• [Stated task]: Copy the data below word for word, from its first line through the line containing "When you are".

Shape annotation data

===============

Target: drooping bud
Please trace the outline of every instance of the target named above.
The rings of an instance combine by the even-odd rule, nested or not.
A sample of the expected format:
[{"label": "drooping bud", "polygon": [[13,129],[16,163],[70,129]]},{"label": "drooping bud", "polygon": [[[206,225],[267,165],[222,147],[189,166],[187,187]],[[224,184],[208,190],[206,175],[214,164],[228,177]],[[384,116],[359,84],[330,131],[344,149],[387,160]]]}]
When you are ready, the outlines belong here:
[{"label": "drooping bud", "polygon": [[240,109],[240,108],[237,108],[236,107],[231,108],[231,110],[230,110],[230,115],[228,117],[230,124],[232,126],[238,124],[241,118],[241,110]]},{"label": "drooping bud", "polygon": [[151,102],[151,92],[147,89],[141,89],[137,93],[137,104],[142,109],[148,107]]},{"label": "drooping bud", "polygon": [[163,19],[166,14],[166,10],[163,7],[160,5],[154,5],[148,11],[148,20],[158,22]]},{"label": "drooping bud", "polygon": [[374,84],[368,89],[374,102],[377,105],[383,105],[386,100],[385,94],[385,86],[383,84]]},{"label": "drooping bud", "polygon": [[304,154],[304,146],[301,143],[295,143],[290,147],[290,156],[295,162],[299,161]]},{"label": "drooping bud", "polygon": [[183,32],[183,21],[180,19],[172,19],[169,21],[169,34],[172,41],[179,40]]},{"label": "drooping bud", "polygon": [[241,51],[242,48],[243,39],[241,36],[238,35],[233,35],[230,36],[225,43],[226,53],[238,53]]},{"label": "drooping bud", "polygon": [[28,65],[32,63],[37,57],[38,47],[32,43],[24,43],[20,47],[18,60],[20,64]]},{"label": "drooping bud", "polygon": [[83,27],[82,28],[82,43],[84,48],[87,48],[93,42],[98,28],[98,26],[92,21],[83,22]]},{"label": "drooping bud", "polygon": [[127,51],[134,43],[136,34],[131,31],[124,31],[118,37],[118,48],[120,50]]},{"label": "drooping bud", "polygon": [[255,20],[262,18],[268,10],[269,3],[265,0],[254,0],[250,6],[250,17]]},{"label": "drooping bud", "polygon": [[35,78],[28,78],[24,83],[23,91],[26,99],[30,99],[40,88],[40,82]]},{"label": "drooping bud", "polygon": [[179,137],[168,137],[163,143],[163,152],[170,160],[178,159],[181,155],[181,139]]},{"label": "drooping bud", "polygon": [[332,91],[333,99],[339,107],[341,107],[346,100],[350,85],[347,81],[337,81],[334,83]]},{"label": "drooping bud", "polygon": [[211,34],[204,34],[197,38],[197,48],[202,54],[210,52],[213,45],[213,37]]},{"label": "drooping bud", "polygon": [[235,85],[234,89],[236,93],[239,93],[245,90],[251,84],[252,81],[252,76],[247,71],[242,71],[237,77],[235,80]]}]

===============

• [The reply]:
Target: drooping bud
Please trace the outline of every instance of the target named above.
The rings of an instance combine by the even-odd rule, nested or not.
A sample of the expected format:
[{"label": "drooping bud", "polygon": [[13,129],[16,163],[70,129]]},{"label": "drooping bud", "polygon": [[[206,225],[267,165],[222,147],[189,166],[187,187]],[[224,184],[208,190],[206,175],[214,164],[228,177]],[[384,116],[359,84],[330,131],[344,149],[387,160]]]}]
When you are ready, the outlines belong here:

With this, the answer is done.